CONSIGNES ::
[1] D'après l'extrait fourni, à quoi Monsieur Arnault a-t-il annoncé renoncer ?
[2] Recopiez le passage de l'extrait fourni commençant par « Les répercussions pour » et se terminant par « de 20 à 30%. ».

EXTRAIT FOURNI ::
-*-*-
CSE : gérer la crise, et préparer l’après.
La crise du coronavirus est source d’un profond bouleversement au niveau mondial. La pandémie a déjà fait plus de 140 000 morts sur la planète à ce jour.
Les répercussions pour notre économie sont, pour l’instant, incommensurables. Les mesures pansements dont nous bénéficions en France devront certainement être accompagnées de nombreux autres dispositifs et stratégies en parallèle, directement au sein de chaque entreprise. Le risque est que les salariés, et donc la masse salariale, soient la principale variable d’ajustement pour maintenir les entreprises à flots. À moins que les entreprises soient promptes, non pas à supprimer massivement des groupes entiers de salariés aux revenus modestes, mais à revoir à la baisse certains taux de rémunération parmi les plus élevés. À Disneyland Paris par exemple, 20 salariés se sont vus proposer une baisse de leur salaire de 20 à 30%.
Sur la même lancée, Monsieur Arnault (PDG de LVMH) a récemment annoncé renoncer à 2 mois de salaire et à toute part variable en 2020. De tels scénarios amènent à s’interroger et à exhorter à une nouvelle approche quant au pilotage de variables d’ajustements moins dramatiques et plus justes.
Les salariés pourront compter sur leurs représentants, élus CSE et syndicats, pour faire valoir des arguments issus du terrain. Les élus CSE seront les garants d’une touche d’humanisme dans les décisions qui seront prises pour surmonter la crise.
Nous devrons nous réinventer. « Le jour d’après, quand nous aurons gagné, ce ne sera pas un retour au jour d’avant » nous a-t-il été rappelé. Toutes les forces en présence devront s’engager dans une mission de reconstruction, contribuer à une version meilleure de l’entreprise de demain. Du monde d’après.
-*-*-
DONNÉES PRÉSENTÉES ::
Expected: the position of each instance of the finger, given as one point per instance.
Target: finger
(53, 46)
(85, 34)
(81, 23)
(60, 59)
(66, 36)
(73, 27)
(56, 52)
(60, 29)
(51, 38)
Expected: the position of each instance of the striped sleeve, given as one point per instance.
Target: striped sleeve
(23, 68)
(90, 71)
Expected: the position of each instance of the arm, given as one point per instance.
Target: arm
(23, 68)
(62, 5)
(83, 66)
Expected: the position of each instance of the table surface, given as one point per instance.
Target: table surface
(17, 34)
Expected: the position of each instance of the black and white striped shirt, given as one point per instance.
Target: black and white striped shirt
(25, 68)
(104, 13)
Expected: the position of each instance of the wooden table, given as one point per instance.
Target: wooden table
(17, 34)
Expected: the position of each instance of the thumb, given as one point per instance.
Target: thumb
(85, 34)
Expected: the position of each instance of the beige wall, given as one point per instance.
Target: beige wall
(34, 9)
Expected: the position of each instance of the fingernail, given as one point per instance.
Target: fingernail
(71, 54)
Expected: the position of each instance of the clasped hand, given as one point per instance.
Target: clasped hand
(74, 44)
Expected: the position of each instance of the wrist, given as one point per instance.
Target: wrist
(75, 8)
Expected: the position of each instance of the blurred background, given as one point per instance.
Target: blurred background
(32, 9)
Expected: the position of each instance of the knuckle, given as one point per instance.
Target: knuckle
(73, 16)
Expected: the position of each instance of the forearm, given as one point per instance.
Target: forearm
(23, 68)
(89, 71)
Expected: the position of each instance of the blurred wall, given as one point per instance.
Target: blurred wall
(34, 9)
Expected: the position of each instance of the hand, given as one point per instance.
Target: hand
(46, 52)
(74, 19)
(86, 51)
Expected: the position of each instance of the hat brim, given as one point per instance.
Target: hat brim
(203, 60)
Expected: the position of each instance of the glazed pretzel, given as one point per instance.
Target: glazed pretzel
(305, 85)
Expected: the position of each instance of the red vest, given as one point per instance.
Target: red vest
-*-*-
RÉPONSES AUX CONSIGNES ::
[1] À deux mois de salaire et à toute part variable en 2020.

[2]
Les répercussions pour notre économie sont, pour l’instant, incommensurables. Les mesures pansements dont nous bénéficions en France devront certainement être accompagnées de nombreux autres dispositifs et stratégies en parallèle, directement au sein de chaque entreprise. Le risque est que les salariés, et donc la masse salariale, soient la principale variable d’ajustement pour maintenir les entreprises à flots. À moins que les entreprises soient promptes, non pas à supprimer massivement des groupes entiers de salariés aux revenus modestes, mais à revoir à la baisse certains taux de rémunération parmi les plus élevés. À Disneyland Paris par exemple, 20 salariés se sont vus proposer une baisse de leur salaire de 20 à 30%.